What you need to do » Rewrite every line of the records below, substituting "refer to" for each occurrence of "consult" and leaving everything else unchanged.

╭──

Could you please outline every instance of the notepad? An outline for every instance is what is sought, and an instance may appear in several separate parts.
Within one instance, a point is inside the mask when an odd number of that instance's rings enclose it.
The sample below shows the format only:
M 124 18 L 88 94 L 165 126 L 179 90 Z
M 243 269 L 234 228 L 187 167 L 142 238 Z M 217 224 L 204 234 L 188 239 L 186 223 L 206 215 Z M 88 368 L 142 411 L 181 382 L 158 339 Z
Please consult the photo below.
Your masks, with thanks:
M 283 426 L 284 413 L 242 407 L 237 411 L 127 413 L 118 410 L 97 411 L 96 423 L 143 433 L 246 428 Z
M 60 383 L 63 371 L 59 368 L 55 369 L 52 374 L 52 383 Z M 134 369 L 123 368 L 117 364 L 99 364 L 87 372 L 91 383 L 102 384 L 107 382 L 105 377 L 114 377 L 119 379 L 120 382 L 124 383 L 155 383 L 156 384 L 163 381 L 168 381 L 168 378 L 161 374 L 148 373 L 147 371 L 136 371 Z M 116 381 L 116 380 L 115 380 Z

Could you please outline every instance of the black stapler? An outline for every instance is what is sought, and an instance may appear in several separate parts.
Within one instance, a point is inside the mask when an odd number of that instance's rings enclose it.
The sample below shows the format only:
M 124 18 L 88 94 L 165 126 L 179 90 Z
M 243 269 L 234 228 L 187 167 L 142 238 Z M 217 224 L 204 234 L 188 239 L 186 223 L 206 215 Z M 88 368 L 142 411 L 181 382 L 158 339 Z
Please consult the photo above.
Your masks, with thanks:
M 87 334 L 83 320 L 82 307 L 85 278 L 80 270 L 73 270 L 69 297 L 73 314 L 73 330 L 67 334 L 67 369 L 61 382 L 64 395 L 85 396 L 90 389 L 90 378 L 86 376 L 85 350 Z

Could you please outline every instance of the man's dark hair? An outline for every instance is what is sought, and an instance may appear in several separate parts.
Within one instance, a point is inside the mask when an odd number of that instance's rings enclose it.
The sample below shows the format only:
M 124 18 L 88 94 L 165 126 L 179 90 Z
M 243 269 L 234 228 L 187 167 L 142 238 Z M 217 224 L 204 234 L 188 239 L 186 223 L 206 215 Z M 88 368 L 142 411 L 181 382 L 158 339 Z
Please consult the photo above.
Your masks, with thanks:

╰──

Written answer »
Could you please outline every instance of the notepad? An outline for every instance is what is sought, and an instance may appear in several separate parts.
Within one instance, a point is inside the mask when an odd number of that instance's rings enclose it.
The sample below shows the format only:
M 124 18 L 88 94 L 165 126 L 179 90 Z
M 243 269 L 234 228 L 187 167 L 142 238 Z M 217 224 L 204 234 L 188 239 L 186 223 L 206 215 Z M 88 368 L 142 411 L 181 382 L 158 339 Z
Please refer to the photo below.
Your masks, with thanks:
M 283 426 L 284 413 L 242 407 L 237 411 L 127 413 L 118 410 L 97 411 L 96 423 L 143 433 L 246 428 Z
M 60 383 L 63 371 L 59 368 L 55 369 L 52 374 L 52 383 Z M 134 369 L 123 368 L 117 364 L 99 364 L 87 372 L 91 383 L 102 384 L 107 382 L 105 377 L 114 377 L 119 379 L 120 382 L 124 383 L 155 383 L 156 384 L 163 381 L 168 381 L 168 378 L 161 374 L 148 373 L 147 371 L 136 371 Z M 116 381 L 116 380 L 115 380 Z

Could you please outline every instance of the black stapler? An outline for every instance is what is sought, and an instance may appear in several separate parts.
Within one instance, a point is inside the mask when an odd number of that instance's rings enclose it.
The sample below shows the format only:
M 124 18 L 88 94 L 165 126 L 179 90 Z
M 243 269 L 234 228 L 187 167 L 142 238 Z M 217 224 L 204 234 L 188 239 L 186 223 L 206 215 Z M 88 368 L 142 411 L 181 382 L 158 339 Z
Please refer to the photo above.
Your masks, with thanks:
M 87 334 L 83 320 L 82 307 L 85 278 L 80 270 L 73 270 L 69 297 L 73 314 L 73 330 L 67 334 L 67 369 L 61 382 L 64 395 L 85 396 L 90 389 L 90 378 L 86 376 L 85 350 Z

Could you please outline every instance of the man's dark hair? An outline for every instance is what is sought, and an instance may appear in several separate parts.
Within one instance, a point is inside the mask when an odd number of that instance's rings enclose it.
The sample below shows the format only:
M 124 18 L 88 94 L 165 126 L 179 90 Z
M 243 269 L 234 228 L 187 167 L 142 238 Z M 217 224 L 204 234 L 188 239 L 186 223 L 206 215 Z M 88 368 L 142 411 L 181 382 L 158 339 Z
Please refer to the photo above.
Your masks, with thanks:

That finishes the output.